--- Requirements ---
1 - Answer these questions about the comment thread on the pulled book.
(a) In the comment that begins "Responding to the Color Purple argument," who does the writer say still speaks in that dialect?
(b) In the comment that begins "Actually, this is not censorship at all," who made the decision to pull the book?
(c) In the comment that begins "If we prevent certain titles," what should the marketplace be broad enough to support?
2 - Translate this sentence from the comment thread on the pulled book into Spanish: "The marketplace should be broad enough to support a multitude of ideas whether we are comfortable or not."
3 - Carry on the comment thread about the pulled book, starting right after its last sentence.

** Begin Text extract **

Responding to the Color Purple argument. Alice Walker is black a child of the south and yes that is how rural black folks spoke back then. I still have some rural cousins who speak in that dialect. Walker's classic is definitely an authentic rendering of one section of historical AA life and culture.

Posted : Sep 14, 2016 07:18

Sharon Mentyka

Actually, this is not censorship at all. Censorship is the practice of officially examining books, movies, etc., and suppressing unacceptable parts or refusing to make the book, movie, speech etc inaccessible to others. This is a very different case, where a business decision was made by the publisher to pull its own book. Part of the confusion probably stems from the fact that since books are pre-released for reviews, the content was read by some but is now inaccessible to others.

Posted : Aug 27, 2016 11:38

Allison Williams

If we prevent certain titles from being published because they don't meet the standards of outside readers, do we also require publishers to publish books that support the opinions of said readers? Why did the publisher do a complete 180? Did they really change their minds because they saw the error of their ways or were they just too cowardly to take a stand? The marketplace should be broad enough to support a multitude of ideas whether we are comfortable or not.

** End Text extract **
** Begin Data listing **

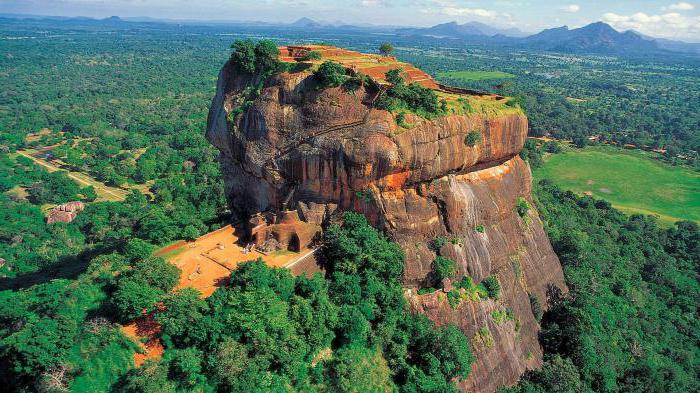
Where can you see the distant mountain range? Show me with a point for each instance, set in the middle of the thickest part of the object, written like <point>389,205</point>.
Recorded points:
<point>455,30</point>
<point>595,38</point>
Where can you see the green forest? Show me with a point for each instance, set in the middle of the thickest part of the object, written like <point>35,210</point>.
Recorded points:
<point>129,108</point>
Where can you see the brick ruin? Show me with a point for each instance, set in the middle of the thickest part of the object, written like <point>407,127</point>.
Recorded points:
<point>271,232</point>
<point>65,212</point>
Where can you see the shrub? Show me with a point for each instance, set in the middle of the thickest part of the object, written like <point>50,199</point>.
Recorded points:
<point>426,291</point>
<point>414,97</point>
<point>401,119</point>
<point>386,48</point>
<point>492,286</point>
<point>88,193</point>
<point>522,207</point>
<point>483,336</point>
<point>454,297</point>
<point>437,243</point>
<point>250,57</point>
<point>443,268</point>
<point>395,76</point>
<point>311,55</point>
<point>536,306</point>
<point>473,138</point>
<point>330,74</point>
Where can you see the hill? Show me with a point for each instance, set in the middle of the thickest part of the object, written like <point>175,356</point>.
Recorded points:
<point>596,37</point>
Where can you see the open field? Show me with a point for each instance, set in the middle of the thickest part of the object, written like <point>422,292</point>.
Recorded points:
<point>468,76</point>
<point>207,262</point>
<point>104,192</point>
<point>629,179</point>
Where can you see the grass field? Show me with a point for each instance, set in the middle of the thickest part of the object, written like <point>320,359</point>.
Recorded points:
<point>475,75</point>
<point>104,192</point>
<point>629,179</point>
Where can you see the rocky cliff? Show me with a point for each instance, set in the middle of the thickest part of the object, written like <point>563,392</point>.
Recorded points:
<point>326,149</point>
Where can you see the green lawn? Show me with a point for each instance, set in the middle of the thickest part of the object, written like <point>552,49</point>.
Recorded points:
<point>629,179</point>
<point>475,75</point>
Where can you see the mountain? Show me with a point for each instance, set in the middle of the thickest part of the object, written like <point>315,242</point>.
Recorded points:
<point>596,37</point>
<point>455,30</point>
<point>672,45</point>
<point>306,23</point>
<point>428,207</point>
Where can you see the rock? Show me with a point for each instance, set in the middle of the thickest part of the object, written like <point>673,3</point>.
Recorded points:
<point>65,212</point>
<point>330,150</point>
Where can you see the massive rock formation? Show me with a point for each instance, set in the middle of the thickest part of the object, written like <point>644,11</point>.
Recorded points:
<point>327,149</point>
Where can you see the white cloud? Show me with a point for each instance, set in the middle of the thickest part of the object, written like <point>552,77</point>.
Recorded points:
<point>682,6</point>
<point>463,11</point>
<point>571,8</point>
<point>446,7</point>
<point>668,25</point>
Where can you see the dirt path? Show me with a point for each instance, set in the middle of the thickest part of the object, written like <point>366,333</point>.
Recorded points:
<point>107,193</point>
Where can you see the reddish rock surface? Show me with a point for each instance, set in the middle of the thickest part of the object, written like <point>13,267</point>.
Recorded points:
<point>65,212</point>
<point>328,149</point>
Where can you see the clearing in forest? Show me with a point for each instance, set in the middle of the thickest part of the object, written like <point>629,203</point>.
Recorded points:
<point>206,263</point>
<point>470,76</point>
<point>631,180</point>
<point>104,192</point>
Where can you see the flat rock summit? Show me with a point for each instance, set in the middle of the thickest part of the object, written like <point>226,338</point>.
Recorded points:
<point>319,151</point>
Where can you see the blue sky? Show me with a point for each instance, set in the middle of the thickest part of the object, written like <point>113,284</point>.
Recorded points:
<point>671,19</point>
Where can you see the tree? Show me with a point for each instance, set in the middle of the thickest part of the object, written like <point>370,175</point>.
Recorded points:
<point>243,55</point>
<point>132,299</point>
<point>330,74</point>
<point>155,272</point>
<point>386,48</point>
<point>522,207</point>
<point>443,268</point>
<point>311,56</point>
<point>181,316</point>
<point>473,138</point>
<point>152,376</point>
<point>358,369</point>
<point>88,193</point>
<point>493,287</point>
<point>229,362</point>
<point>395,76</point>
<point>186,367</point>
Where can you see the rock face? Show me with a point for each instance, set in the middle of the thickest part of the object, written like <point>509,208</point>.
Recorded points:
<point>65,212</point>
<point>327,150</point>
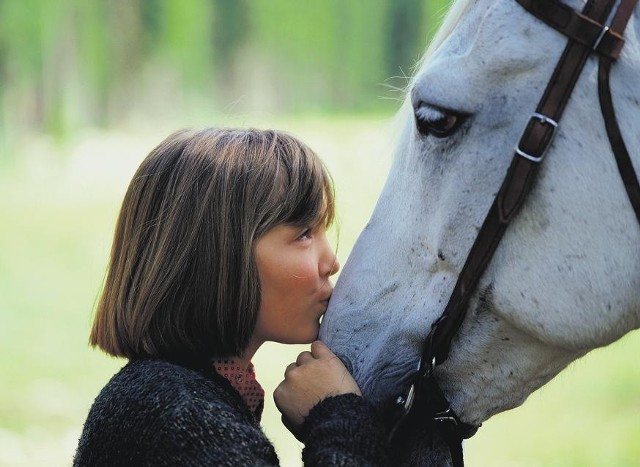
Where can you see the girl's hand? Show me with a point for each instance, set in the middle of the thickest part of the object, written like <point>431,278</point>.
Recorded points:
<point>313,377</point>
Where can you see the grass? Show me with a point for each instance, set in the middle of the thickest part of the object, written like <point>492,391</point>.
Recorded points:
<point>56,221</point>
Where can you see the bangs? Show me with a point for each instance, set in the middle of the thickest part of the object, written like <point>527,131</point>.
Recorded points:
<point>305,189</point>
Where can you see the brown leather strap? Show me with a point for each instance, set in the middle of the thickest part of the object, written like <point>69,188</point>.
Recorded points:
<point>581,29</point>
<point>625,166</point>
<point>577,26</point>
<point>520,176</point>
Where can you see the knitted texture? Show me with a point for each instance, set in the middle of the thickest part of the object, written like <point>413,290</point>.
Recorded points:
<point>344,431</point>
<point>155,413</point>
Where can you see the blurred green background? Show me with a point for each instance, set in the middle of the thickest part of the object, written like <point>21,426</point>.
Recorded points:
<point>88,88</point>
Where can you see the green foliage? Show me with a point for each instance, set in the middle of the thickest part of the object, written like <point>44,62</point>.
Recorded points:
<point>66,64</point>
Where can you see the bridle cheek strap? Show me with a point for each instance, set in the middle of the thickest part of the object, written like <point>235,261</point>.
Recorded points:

** End Data listing **

--- Answers ---
1 -
(a) Some of the writer's rural cousins.
(b) The publisher, as a business decision.
(c) A multitude of ideas, whether we are comfortable or not.

2 - El mercado debería ser lo bastante amplio como para dar cabida a una multitud de ideas, nos resulten cómodas o no.

3 -
Posted : Aug 26, 2016 02:36


The cool thing about tolerating just the things you approve of from every possible angle is, it makes tolerance so much easier to practice. It becomes something any one of us can aspire to. And indeed, if it results in far fewer worthless books being published than are currently, then it's a regime I can certainly tolerate! With no offense meant toward this particular author or book, neither of which I am familiar with - y'all had this conservative at "pulled from publication"!

Posted : Aug 24, 2016 08:26

Allie Jane Bruce

These arguments very much echo those made by D.W. Griffiths when the NAACP protested his baby, "The Birth of a Nation," a century ago. His next project, "Intolerance," was in response to the meanies who'd dared to make him feel uncomfortable by citing how racist his movie was. In his view, the NAACP protesters were the intolerant ones. BECAUSE we live in a society in which freedom of speech is a protected right, people like Edi Campbell and Jenn Baker (and to set the record straight, Jamie, Jenn Baker is a podcaster, writer, and a We Need Diverse Books team member who has extraordinary expertise in the field) have the right to criticize. BECAUSE we live in a free society, Candlewick and e.E. Charlton-Trujillo are free to *change their minds*. Y'all are confusing free speech with consequence-free speech.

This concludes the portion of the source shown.